Borsari S, Pampena R, Benati E, Bombonato C, Kyrgidis A, Moscarella E, Lallas A, Argenziano G, Pellacani G, Longo C.

Br J Dermatol. 2018 Jan 21. doi: 10.1111/bjd.16364.

ABSTRACT

BACKGROUND:Although several dermoscopic features of in situ melanoma have been identified, data on confocal features of in situ melanoma are still lacking.

OBJECTIVES:To identify reflectance confocal microscopy (RCM) features of in situ melanoma and to develop a diagnostic score combining dermoscopy and RCM.

METHODS:In total, 120 in situ melanoma and 213 nevi (test set) were retrospectively analysed to assess the presence of dermoscopic and RCM criteria. Facial and acral lesions were excluded. Spearman's correlation, univariate and multivariate regression models were used to identify features significantly correlated with in situ melanoma diagnosis. Multivariate results on the test set allowed the development of a multistep algorithm, that was tested on a validation set of 100 lesions.

*WORK TO COMPLETE*. How would the abstract on confocal and dermoscopic features of in situ melanoma continue after its last sentence? Write that continuation.

*DATA SECTION*.
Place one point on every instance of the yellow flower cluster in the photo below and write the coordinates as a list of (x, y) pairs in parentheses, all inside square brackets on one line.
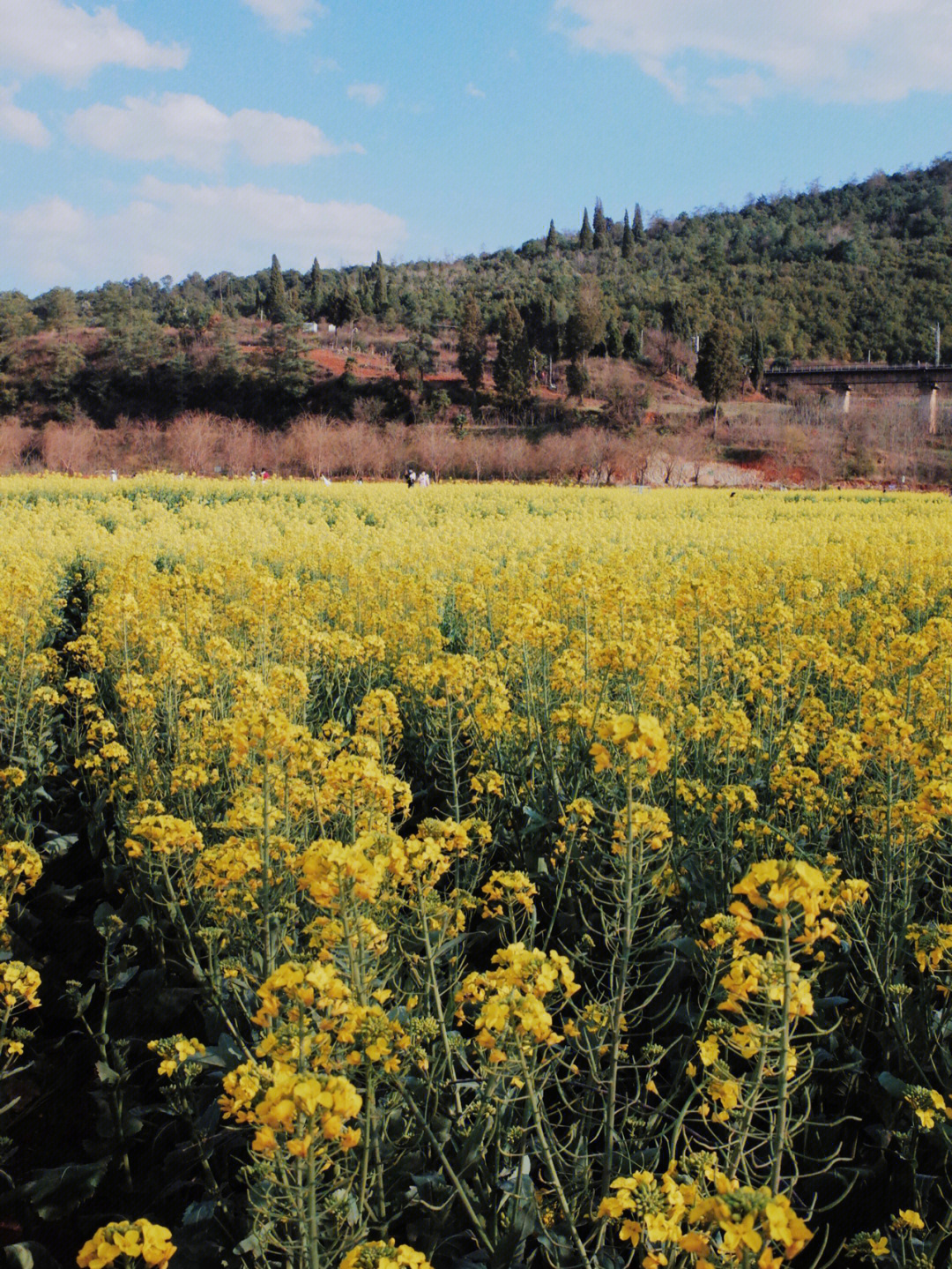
[(712, 1220), (636, 740), (127, 1242), (511, 999), (384, 1255), (293, 1110)]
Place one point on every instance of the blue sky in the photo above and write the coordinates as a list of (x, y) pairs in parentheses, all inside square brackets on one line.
[(147, 138)]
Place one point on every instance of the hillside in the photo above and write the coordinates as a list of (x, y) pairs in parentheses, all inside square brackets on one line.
[(854, 272)]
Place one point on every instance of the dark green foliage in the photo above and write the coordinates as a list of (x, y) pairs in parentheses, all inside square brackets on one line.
[(628, 240), (599, 228), (833, 274), (586, 324), (277, 303), (755, 358), (379, 297), (586, 239), (512, 369), (577, 378), (718, 372), (471, 344), (315, 291), (614, 344)]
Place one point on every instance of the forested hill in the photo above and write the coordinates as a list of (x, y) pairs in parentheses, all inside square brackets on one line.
[(842, 273)]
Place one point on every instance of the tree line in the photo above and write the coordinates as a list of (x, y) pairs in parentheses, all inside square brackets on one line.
[(848, 273)]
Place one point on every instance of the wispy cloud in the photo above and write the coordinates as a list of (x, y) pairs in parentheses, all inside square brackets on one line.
[(286, 17), (859, 51), (370, 94), (178, 228), (191, 131), (19, 124), (51, 37)]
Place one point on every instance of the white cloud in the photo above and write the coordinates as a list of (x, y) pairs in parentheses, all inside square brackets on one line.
[(52, 37), (286, 17), (191, 131), (370, 94), (19, 124), (857, 51), (178, 228)]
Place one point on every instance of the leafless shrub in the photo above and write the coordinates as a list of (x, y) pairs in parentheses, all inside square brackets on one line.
[(193, 439), (70, 447), (15, 442), (312, 444)]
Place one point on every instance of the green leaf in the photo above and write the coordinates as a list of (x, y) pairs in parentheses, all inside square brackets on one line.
[(894, 1086), (56, 1191)]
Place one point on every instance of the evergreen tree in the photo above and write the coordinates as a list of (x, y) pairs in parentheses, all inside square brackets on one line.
[(379, 287), (471, 344), (599, 228), (755, 358), (511, 370), (718, 372), (315, 291), (577, 379), (586, 324), (628, 242), (277, 305), (614, 344), (586, 237)]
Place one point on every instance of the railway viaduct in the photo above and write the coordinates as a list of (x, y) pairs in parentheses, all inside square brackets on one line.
[(847, 378)]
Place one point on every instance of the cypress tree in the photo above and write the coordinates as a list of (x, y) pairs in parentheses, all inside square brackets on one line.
[(586, 237), (628, 242), (313, 301), (718, 367), (511, 369), (379, 286), (755, 358), (277, 301), (471, 344), (599, 226)]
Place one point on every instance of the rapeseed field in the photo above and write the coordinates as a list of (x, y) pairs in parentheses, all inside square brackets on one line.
[(482, 876)]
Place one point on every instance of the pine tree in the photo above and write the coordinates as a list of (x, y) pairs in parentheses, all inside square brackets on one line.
[(755, 358), (586, 324), (277, 305), (379, 287), (313, 294), (718, 367), (614, 344), (511, 369), (471, 344), (628, 242), (599, 228), (586, 237)]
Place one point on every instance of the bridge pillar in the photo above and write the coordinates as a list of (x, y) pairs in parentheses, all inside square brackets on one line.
[(928, 407)]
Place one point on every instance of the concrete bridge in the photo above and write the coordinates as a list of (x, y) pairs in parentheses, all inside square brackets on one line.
[(845, 378)]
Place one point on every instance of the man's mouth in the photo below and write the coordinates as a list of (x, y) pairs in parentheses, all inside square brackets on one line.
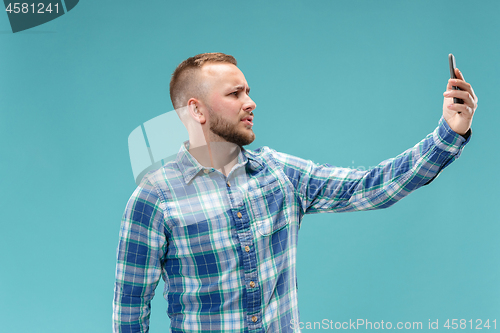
[(248, 120)]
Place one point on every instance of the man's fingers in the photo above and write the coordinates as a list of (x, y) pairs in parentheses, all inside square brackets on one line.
[(461, 108), (459, 74), (463, 95)]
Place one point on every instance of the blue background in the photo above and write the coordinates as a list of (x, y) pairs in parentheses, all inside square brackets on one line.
[(349, 83)]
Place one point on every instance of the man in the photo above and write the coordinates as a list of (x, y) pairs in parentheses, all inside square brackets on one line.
[(220, 223)]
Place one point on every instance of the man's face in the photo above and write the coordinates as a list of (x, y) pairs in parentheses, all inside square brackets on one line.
[(228, 103)]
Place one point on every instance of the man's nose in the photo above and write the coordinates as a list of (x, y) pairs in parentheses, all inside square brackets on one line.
[(249, 105)]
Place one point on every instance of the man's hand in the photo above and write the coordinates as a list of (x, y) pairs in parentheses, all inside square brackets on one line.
[(459, 116)]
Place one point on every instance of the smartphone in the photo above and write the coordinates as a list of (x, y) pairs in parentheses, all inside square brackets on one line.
[(451, 59)]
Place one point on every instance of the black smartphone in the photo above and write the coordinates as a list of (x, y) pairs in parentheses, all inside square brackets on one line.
[(451, 60)]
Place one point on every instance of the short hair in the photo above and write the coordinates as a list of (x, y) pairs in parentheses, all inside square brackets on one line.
[(184, 84)]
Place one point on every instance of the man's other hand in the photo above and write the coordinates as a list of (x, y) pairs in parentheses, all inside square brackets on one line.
[(459, 116)]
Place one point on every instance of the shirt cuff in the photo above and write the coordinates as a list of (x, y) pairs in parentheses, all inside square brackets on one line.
[(448, 140)]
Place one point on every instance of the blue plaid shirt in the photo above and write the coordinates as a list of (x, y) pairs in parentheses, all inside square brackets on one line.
[(226, 246)]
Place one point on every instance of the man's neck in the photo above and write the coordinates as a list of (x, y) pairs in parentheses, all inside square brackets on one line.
[(221, 156)]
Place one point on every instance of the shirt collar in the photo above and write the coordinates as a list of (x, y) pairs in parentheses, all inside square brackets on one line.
[(190, 167)]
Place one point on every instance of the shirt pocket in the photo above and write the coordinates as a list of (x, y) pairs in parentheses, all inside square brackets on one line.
[(268, 208)]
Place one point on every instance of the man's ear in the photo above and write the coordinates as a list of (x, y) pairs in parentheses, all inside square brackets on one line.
[(195, 110)]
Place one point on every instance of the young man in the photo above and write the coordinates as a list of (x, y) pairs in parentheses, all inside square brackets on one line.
[(220, 223)]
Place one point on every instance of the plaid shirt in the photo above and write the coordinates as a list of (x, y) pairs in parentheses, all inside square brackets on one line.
[(226, 246)]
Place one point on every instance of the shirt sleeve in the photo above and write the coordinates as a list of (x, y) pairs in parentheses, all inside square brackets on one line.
[(326, 188), (142, 244)]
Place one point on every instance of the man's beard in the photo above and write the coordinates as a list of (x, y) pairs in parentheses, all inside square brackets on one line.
[(228, 131)]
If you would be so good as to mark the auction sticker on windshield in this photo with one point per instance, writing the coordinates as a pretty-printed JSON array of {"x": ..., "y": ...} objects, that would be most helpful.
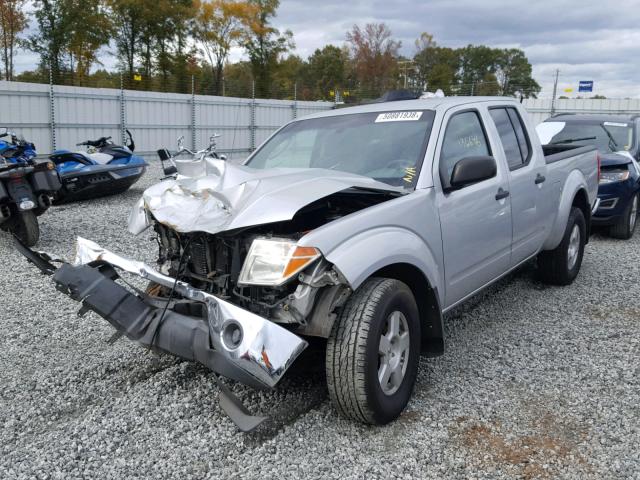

*WRITTEN RESPONSE*.
RESULTS:The dermoscopic findings of an atypical network and regression were independent predicting factors for in situ melanoma diagnosis [odds ratio (OR) 3·44, 95% CI (confidence interval) 1·70-6·97 and OR 4·17, 95% CI 1·93-9·00, respectively]. Significant confocalpredictors for malignancy were epidermal pagetoid spread (OR 2·83, 95% CI 1·32-6·04) and junctional cytological atypia (OR 3·39, 95% CI 1·38-8·30 if focal, OR 8·44, 95% CI 3·21-22·16 if widespread). A multistep diagnostic algorithm able to predict in situ melanoma with a sensitivity of 92·5% and a specificity of 61% was developed. The validation set confirmed the high diagnostic value (sensitivity 92%, specificity 58%).

CONCLUSIONS:An easy and reproducible multistep algorithm for in situ melanoma detection is suggested, that can be routinely used in tertiary centres.

© 2018 British Association of Dermatologists.